DOCUMENT SECTION: Begin

KAINA: ‘It Was a Home’
There is a quiet rumbling to singer KAINA’s sophomore album, It Was a Home. The record follows her 2019 debut, Next to The Sun, and directly deals with being a first-gen kid trying to find their way in an uncertain and unforgiving world. It stirs and fits as though a sleeping giant on the cusp of a nightmare. Yet, beneath that veneer of implied hopelessness is a great deal of joy and playfulness. KAINA’s album, buoyed by her bulletproof voice and collaborative spirit, is a bright spot in a largely uneven year for music.
The album revolves around all types of love, and the process of discovering a wholeness within yourself. Illustrating this journey best are opener “Anybody Can Be in Love” and eleventh track “Friend of Mine.” The former tune asserts love is an infinite resource to bask in, and the latter song is a personal reckoning punctuated by the lines, “I would like to give myself as much as I give everyone else / Think twice, get my energy right… ‘Cause I’m a friend of mine.” One begets the other—and is emblematic of just how much sense the album makes.
Alongside this serious motif, however, is a childlike wonder. The song and accompanying video for “Apple” in particular is elastic. KAINA’s entire vocal range is on display, and the psychedelic overtones of the music video—punctuated by her band emerging as a group of puppets to watch KAINA on an old television set—emphasize the delight of rooting around in your mind. It Was a Home carries a lightness even as it confronts abject pain. The record floats by in 12 meticulously crafted tracks, each its own vessel to pour into and out from as the album fountains down to the listener.
It Was a Home followed a period of writer’s block, brought on by the active trauma of the pandemic. The existence of this album, then, is a triumph. It is a testament to KAINA’s purpose as a creative, as someone who exists, in part, to share themselves, but also as someone who is wise enough to know when to give themselves the precious resource of time.
“This project was healing because it was getting back to myself,” KAINA shared with me in March. “I felt so disconnected from myself in 2020, and disconnected from my life. This project was made after a year of not doing anything, sitting in my feelings, and giving myself more grace and patience than I thought I needed.”

DOCUMENT SECTION: End
RECORD EXTRACTS: Begin

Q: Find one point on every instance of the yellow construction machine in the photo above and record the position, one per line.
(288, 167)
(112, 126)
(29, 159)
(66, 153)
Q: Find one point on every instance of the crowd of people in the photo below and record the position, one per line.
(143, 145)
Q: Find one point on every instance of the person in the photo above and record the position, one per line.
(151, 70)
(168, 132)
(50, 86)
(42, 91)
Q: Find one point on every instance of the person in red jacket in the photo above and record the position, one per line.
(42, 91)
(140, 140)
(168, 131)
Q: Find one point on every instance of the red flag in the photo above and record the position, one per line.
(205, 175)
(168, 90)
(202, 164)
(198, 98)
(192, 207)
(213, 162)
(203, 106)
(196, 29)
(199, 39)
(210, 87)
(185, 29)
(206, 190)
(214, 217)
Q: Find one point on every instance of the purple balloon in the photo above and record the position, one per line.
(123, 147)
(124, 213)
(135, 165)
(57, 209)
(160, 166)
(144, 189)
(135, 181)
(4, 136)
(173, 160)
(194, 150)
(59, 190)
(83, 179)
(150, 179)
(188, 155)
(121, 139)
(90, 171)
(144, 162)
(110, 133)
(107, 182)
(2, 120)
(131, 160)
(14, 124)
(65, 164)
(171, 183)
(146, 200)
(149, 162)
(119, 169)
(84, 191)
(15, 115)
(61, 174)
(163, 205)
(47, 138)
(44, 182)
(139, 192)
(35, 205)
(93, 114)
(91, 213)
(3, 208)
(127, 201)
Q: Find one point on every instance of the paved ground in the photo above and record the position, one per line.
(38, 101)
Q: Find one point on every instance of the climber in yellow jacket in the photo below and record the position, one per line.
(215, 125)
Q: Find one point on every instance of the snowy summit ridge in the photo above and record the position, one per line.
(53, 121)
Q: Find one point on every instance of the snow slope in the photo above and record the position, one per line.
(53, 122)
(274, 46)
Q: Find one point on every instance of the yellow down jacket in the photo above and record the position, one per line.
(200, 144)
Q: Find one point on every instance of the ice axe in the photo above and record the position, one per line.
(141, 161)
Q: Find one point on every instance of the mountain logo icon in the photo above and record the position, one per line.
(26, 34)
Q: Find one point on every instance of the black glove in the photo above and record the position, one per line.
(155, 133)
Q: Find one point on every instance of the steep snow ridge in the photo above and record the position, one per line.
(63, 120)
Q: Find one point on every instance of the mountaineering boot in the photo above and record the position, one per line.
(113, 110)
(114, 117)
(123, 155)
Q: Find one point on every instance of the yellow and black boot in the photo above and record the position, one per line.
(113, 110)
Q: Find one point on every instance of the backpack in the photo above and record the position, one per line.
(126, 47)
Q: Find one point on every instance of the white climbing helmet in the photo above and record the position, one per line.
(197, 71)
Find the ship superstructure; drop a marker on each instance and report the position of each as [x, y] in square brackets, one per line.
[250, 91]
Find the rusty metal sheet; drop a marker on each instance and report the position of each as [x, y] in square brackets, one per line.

RECORD EXTRACTS: End

> **YOUR INSTRUCTIONS**: Reproduce the passage of the album review from "The album revolves" to "the album makes.".

> **RESPONSE**:
The album revolves around all types of love, and the process of discovering a wholeness within yourself. Illustrating this journey best are opener “Anybody Can Be in Love” and eleventh track “Friend of Mine.” The former tune asserts love is an infinite resource to bask in, and the latter song is a personal reckoning punctuated by the lines, “I would like to give myself as much as I give everyone else / Think twice, get my energy right… ‘Cause I’m a friend of mine.” One begets the other—and is emblematic of just how much sense the album makes.